Start
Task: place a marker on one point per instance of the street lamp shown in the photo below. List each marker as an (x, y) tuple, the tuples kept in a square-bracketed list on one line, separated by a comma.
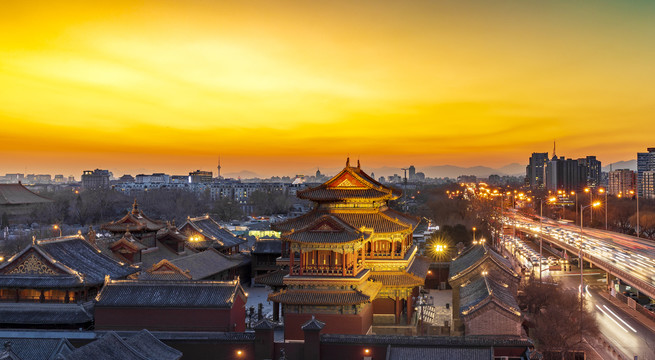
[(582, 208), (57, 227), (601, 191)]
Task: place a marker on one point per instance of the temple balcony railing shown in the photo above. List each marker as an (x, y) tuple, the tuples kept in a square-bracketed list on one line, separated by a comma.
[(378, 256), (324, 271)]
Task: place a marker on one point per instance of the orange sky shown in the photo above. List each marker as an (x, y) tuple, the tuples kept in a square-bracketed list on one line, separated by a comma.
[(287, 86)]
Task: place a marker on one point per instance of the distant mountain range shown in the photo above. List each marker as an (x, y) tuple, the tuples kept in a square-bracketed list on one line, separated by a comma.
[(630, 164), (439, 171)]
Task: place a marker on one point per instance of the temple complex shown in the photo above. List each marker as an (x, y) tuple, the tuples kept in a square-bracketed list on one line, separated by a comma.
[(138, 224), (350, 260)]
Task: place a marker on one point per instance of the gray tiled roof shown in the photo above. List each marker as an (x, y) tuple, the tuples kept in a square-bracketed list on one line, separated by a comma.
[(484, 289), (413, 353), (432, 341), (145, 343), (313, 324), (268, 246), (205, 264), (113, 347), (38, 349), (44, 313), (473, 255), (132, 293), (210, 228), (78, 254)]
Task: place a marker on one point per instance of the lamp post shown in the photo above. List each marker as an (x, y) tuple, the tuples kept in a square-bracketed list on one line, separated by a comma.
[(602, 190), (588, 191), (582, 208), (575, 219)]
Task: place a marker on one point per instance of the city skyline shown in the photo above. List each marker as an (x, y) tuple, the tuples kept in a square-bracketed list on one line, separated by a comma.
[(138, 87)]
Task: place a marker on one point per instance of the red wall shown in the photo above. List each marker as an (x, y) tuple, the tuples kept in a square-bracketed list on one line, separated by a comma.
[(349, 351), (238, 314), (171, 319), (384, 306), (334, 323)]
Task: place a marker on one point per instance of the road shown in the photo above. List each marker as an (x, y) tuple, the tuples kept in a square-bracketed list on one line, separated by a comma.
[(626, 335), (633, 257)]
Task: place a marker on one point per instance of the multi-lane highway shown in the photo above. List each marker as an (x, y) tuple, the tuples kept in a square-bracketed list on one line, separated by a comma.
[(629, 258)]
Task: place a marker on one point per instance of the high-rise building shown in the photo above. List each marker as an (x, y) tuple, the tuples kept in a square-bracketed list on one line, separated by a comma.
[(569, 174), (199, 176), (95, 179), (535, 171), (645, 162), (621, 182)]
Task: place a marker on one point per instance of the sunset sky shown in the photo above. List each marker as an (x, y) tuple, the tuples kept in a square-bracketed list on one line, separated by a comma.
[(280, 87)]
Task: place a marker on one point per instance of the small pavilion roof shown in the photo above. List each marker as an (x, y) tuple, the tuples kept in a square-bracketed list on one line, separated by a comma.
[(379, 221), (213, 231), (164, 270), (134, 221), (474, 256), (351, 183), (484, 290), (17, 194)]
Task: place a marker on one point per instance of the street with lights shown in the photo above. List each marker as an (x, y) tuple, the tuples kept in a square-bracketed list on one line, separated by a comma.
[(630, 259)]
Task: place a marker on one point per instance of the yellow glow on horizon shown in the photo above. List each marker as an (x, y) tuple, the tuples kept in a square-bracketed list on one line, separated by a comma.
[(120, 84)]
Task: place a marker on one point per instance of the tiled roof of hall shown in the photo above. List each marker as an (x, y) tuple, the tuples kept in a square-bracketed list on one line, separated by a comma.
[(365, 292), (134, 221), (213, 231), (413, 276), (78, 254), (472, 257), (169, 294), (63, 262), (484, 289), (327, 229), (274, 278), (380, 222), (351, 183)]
End
Prompt: Output the listing above as a CSV with two columns headed "prompt" and "points", with one row for each task in it: the task's text in the first column and its answer in the second. Put each field in double quotes, replace any line breaks with spaces, and leave the pictures out.

Task output:
prompt,points
"Task: place a marker on one point per instance of the street lamp shown in the photo below. List each marker as an (x, y) tuple, the tuples kept in a square-bracketed list on one line, separated by a comma.","[(582, 208), (57, 227), (601, 191)]"
"Task: place a marker on one point per instance of the temple balcony railing shown in the photo above. List each marker as an (x, y) tuple, the tuples kept in a square-bracketed list on one line, separated by a comma.","[(378, 256), (324, 271)]"
"Task: place a marker on one point per instance of the orange sky shown in the photo above. List each marker as an (x, y) tuple, the tuples kept in a square-bracketed list on one line, separated by a comma.","[(287, 86)]"
"Task: place a marker on one point per instance of the distant mountain range shown in the photo above. List each marker as an (x, y) tuple, the tuples kept in a square-bracketed list on one line, separated by a comma.","[(630, 164), (439, 171)]"
"Task: place a marker on one point per instance of the temple complex shown in the photo above. List each marker as an (x, y) tuple, the tuples kept in a square-bracketed list on one line, separated by a comma.","[(138, 224), (350, 260)]"
"Task: place a marker on one point per instance of the gray tiled roof shown in the photo above. List each marker as an (x, y) tuple, the tuples kept in a square-bracketed list on one line, separated by a comma.","[(484, 289), (413, 353), (432, 341), (145, 343), (313, 324), (268, 246), (205, 264), (113, 347), (38, 349), (44, 313), (473, 255), (132, 293), (210, 228), (78, 254)]"
"Task: place a marker on one point per instance of the lamp post shown in the photo above. List each marker as an (x, y) tuple, the tuples kept in a square-bracketed list on one line, separated by a comma.","[(602, 190), (588, 191), (582, 208), (575, 219)]"
"Task: place a marker on one point per instance of the city skyline shown in the photo above. List each marker as an (x, y) tuple, the tuples kept in a square-bracketed list on one line, separated by a comma.","[(138, 87)]"
"Task: place a marker on one point per instance of the red wall shown in the photo above. List each marker as an (x, y) tuple, the tuples kept in a square-bracketed list on one line, separated by a comma.","[(349, 351), (238, 314), (171, 319), (384, 306), (334, 323)]"
"Task: place a marker on one point per instance of the road shown in the photo above. List each marker as an (x, y) tuple, the tuples kept in a square-bracketed list on one line, separated by a comma.","[(626, 335), (633, 257)]"
"Task: place a marker on one point per instance of the multi-lane highway shown in the photo above. List each marker as an (x, y) tuple, the tuples kept in a square-bracketed list on one line, separated by a comma.","[(629, 258)]"
"Task: place a marker on one point per instance of the high-rise building shown in the photo above. List each marker as an (x, y) tuple, the tuples kept in a square-bracketed list on one line, separated by a comma.","[(569, 174), (199, 176), (95, 179), (535, 171), (645, 162), (621, 182)]"
"Task: place a marker on one point per instance of the sunset sky shown in the photo above. List each marker as an (x, y) tuple, the tuples kept in a square-bracketed list on one line, separated by a comma.","[(280, 87)]"
"Task: place a marker on one point per instance of the small pavilion roof shown in the photo above. List each marker as an (x, y) tuple, the tuples kept in a square-bracketed list on one line, separated by a comma.","[(379, 221), (213, 231), (164, 270), (134, 221), (474, 256), (351, 183), (484, 290), (17, 194)]"
"Task: place a marker on one point per instance of the street with lights shown in the photo above. List each marker as an (x, y) tuple, the tuples kept in a square-bracketed list on one line, separated by a comma.","[(630, 259)]"
"Task: place a marker on one point per instance of the yellow glow on horizon shown in the photo above. List each marker as an (x, y) tuple, the tuples kept in a square-bracketed list on one line, separated by a comma.","[(120, 84)]"
"Task: place a marker on one point per instance of the tiled roof of hall shown in the photo above. List each marker as an (x, y) tuple, the tuples kept in a square-bracketed list on one line, separated by a comma.","[(365, 292), (134, 221), (213, 231), (413, 276), (78, 254), (472, 257), (169, 294), (63, 262), (484, 289), (327, 229), (274, 278), (380, 222), (351, 183)]"